The exercise - Every entry below must appear again, exactly as written.

Records for the task -
--- START ---
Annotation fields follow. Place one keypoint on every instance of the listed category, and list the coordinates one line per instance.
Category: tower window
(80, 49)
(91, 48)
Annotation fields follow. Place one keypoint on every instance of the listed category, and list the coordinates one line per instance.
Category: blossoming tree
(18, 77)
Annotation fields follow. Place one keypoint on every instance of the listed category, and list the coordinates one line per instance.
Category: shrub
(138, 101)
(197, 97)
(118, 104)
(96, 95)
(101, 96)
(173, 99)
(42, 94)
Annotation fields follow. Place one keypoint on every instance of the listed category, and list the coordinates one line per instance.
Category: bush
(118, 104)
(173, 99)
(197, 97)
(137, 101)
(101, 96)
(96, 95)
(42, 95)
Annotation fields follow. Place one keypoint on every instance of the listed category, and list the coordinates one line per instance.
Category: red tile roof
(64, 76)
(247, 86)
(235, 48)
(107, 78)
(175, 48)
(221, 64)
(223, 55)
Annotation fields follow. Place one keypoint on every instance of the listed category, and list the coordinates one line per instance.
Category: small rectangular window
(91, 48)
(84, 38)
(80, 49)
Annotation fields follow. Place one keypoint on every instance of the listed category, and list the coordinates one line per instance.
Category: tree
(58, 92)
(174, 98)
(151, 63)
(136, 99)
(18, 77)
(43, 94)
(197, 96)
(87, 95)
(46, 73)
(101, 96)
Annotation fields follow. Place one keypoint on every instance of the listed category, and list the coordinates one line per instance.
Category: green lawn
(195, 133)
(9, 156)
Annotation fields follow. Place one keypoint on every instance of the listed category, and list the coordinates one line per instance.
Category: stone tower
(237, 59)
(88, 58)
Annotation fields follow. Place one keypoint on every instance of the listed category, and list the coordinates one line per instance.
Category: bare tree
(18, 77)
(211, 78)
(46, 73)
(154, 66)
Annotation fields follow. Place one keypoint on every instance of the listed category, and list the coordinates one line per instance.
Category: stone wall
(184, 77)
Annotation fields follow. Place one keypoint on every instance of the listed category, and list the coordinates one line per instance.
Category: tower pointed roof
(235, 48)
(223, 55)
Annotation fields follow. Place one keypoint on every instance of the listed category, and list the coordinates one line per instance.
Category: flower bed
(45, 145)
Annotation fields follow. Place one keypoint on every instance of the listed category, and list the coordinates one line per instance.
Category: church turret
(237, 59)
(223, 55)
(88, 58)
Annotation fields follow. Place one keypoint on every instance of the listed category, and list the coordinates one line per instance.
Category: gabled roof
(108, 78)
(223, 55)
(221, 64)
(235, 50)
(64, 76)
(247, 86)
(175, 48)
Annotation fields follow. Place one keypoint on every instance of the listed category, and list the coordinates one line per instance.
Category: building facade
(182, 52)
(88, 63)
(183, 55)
--- END ---
Task result -
Annotation fields follow. Place one keypoint on every instance of the listed category, and list the coordinates one line per instance.
Category: tower window
(80, 49)
(91, 48)
Annotation fields follow. Place one keypoint on every instance of the listed category, and list the coordinates one line per instance.
Category: blossoming tree
(18, 77)
Annotation fields follow. Place one keypoint on every instance of the listed category, and list the coordinates one line per instance.
Category: shrub
(138, 101)
(197, 97)
(118, 104)
(96, 95)
(101, 96)
(173, 99)
(42, 94)
Annotation fields follow. Place one keypoint on every instance of the listed category, and list the coordinates one line per instance.
Category: bush
(118, 104)
(173, 99)
(197, 97)
(137, 101)
(101, 96)
(96, 95)
(42, 95)
Annotation fields follow. Place one keypoint on every instance of the listed category, and list the coordinates one line per instance.
Category: red tile roof
(64, 76)
(247, 86)
(235, 48)
(107, 78)
(175, 48)
(221, 64)
(223, 55)
Annotation fields follow. Place one keypoint on every instance of the listed category, and list the coordinates one line per instance.
Category: small rectangular window
(91, 48)
(84, 38)
(80, 49)
Annotation fields follow. Place one keypoint on every instance of the listed category, and list the coordinates one line per instance.
Category: tree
(58, 92)
(174, 98)
(151, 63)
(136, 99)
(18, 77)
(43, 94)
(197, 96)
(87, 95)
(46, 73)
(101, 96)
Annotation fields follow. Place one keypoint on every instance of the listed category, and list the coordinates one line per instance.
Category: green lawn
(195, 133)
(9, 156)
Annotation fields follow. Place one keypoint on every instance of the listed category, and list the coordinates one line per instance.
Category: stone tower
(237, 59)
(88, 58)
Annotation fields follow. Place one keypoint on every instance of the listed category, and list the coordinates one line per instance.
Category: bare tree
(18, 77)
(211, 78)
(46, 73)
(154, 66)
Annotation fields follow. Place one keypoint on every instance of the listed category, and list the coordinates one line per instance.
Category: stone wall
(184, 77)
Annotation fields follow. Place one keypoint on every instance of the listed category, and list the coordinates one line per instance.
Category: tower pointed roof
(235, 48)
(223, 55)
Annotation fields follow. Place one keypoint on every instance of the listed category, and list the coordinates one line per instance.
Category: flower bed
(45, 145)
Annotation fields follow. Place one keypoint on every instance of the listed category, and list the coordinates one line per instance.
Category: church turret
(237, 59)
(223, 55)
(88, 58)
Annotation fields follow. Place one keypoint on every instance of the listed category, and list the coordinates one line per instance.
Category: gabled roof
(108, 78)
(223, 55)
(221, 64)
(235, 50)
(64, 76)
(247, 86)
(175, 48)
Annotation fields follow. Place one keypoint on every instance of the listed category, and list the coordinates one line per instance.
Category: building facade
(182, 52)
(88, 63)
(183, 55)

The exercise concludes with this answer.